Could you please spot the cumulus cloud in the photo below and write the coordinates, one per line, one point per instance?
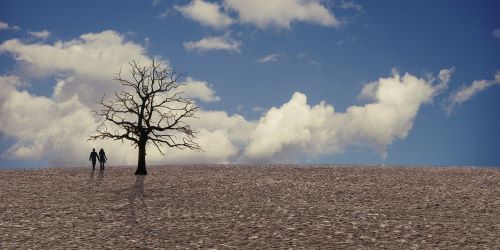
(44, 34)
(214, 43)
(198, 89)
(467, 92)
(206, 13)
(6, 26)
(296, 128)
(351, 5)
(281, 13)
(56, 128)
(269, 58)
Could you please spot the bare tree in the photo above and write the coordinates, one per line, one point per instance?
(150, 111)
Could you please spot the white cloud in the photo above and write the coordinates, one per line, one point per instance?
(84, 66)
(496, 33)
(351, 5)
(198, 89)
(214, 43)
(6, 26)
(297, 128)
(467, 92)
(56, 128)
(281, 13)
(206, 13)
(44, 34)
(269, 58)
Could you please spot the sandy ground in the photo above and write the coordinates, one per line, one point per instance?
(228, 207)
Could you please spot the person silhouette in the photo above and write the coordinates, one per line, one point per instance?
(94, 157)
(102, 158)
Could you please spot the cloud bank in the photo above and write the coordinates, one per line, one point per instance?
(55, 128)
(206, 13)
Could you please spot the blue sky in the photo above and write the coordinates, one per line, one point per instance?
(252, 65)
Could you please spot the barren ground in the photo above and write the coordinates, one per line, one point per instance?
(227, 207)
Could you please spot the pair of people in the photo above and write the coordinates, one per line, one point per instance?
(101, 158)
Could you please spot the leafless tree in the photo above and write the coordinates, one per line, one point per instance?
(149, 111)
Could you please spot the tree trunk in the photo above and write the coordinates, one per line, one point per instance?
(141, 164)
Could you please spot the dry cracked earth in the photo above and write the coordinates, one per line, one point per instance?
(251, 207)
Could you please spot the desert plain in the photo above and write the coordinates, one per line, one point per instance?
(251, 207)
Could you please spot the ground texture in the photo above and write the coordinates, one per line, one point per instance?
(228, 207)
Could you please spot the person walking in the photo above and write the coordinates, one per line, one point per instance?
(102, 158)
(94, 157)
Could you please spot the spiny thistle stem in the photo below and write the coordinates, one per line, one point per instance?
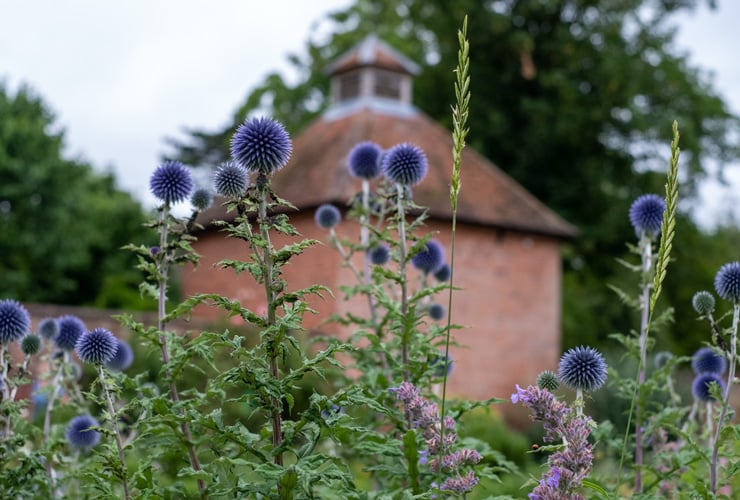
(114, 424)
(726, 399)
(460, 131)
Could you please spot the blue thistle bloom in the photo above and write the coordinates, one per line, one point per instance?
(81, 433)
(261, 145)
(71, 328)
(14, 321)
(727, 282)
(202, 199)
(97, 346)
(405, 164)
(231, 180)
(327, 216)
(430, 258)
(122, 358)
(363, 161)
(646, 215)
(701, 383)
(48, 328)
(171, 182)
(705, 360)
(582, 368)
(380, 254)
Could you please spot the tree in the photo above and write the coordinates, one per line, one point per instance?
(61, 224)
(573, 98)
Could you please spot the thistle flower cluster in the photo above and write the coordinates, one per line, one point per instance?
(425, 416)
(569, 465)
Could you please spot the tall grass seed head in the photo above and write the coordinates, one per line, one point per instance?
(405, 164)
(646, 215)
(231, 180)
(327, 216)
(81, 433)
(363, 161)
(171, 182)
(706, 360)
(582, 368)
(122, 358)
(97, 346)
(430, 258)
(71, 329)
(727, 282)
(701, 383)
(261, 145)
(14, 321)
(703, 302)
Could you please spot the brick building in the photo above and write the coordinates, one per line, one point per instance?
(507, 256)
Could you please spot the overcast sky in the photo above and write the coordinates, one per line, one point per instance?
(120, 76)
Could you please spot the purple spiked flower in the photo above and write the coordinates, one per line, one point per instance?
(14, 321)
(405, 164)
(171, 182)
(261, 145)
(727, 282)
(646, 214)
(364, 160)
(97, 346)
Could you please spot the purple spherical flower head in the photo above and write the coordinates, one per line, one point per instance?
(706, 360)
(646, 214)
(327, 216)
(97, 346)
(700, 385)
(379, 254)
(122, 358)
(429, 259)
(14, 321)
(363, 161)
(727, 282)
(261, 145)
(582, 368)
(71, 328)
(81, 433)
(171, 182)
(231, 180)
(405, 164)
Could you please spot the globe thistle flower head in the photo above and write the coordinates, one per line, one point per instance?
(548, 380)
(701, 384)
(443, 273)
(436, 311)
(171, 182)
(727, 282)
(646, 214)
(405, 164)
(363, 161)
(430, 258)
(380, 254)
(231, 180)
(71, 328)
(582, 368)
(31, 344)
(48, 328)
(14, 321)
(122, 358)
(81, 433)
(327, 216)
(703, 302)
(202, 199)
(706, 360)
(97, 346)
(261, 145)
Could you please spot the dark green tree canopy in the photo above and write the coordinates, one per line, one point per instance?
(61, 223)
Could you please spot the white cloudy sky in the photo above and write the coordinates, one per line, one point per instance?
(120, 76)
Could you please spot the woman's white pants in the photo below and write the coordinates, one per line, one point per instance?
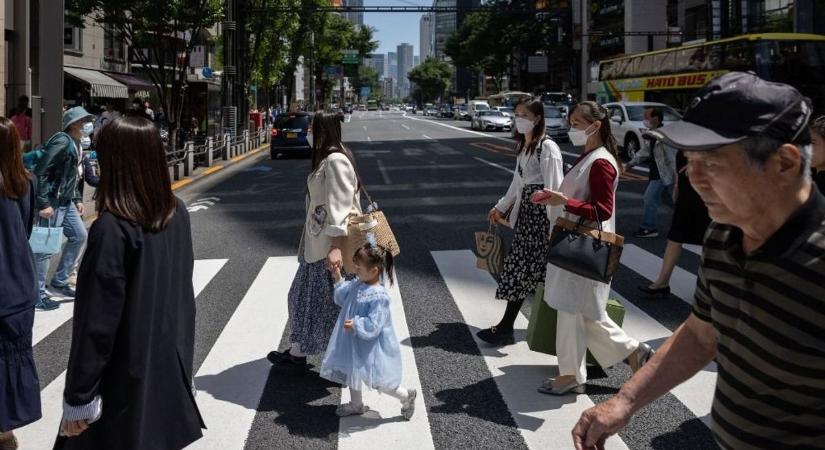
(575, 334)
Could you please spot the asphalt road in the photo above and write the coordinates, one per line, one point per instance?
(435, 180)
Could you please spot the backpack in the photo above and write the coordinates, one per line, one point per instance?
(30, 159)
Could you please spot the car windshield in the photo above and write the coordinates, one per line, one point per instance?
(552, 113)
(292, 122)
(636, 113)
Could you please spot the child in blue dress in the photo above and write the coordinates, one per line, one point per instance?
(363, 350)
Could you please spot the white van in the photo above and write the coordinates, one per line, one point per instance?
(477, 105)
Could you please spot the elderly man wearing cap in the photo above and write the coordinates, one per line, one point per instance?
(59, 201)
(759, 307)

------------

**DO THIS**
Everything from the line with "Could you please spot the woman's" through the end of the records above, and nothing else, is to be quoted exactly; please leave the pictures out.

**FINAL ANSWER**
Could you please spot the woman's white pants in the photo below and write the coordinates, one per line, one point per instance?
(575, 334)
Could you please spot the asphalt road in the photo above and write the coordinates, one per line, one point per instance?
(435, 180)
Could you please spot the backpack in the photo above and write the coordinates, one per line, one point per instance?
(30, 159)
Could you please spot the car windshield in the photo above and write the coordinates, one per line, one point per instance?
(552, 113)
(292, 122)
(636, 113)
Could you please spot the child in blue dress in the photo above and write the coordinates, one per line, one point per instance?
(363, 350)
Could you please spot the white van in the photo above and write the coordinates, one per line, one point per instance?
(477, 105)
Could you please spot the elderly man wearing cap in the photo above and write the coordinates, one per line, one point per instance?
(59, 201)
(759, 307)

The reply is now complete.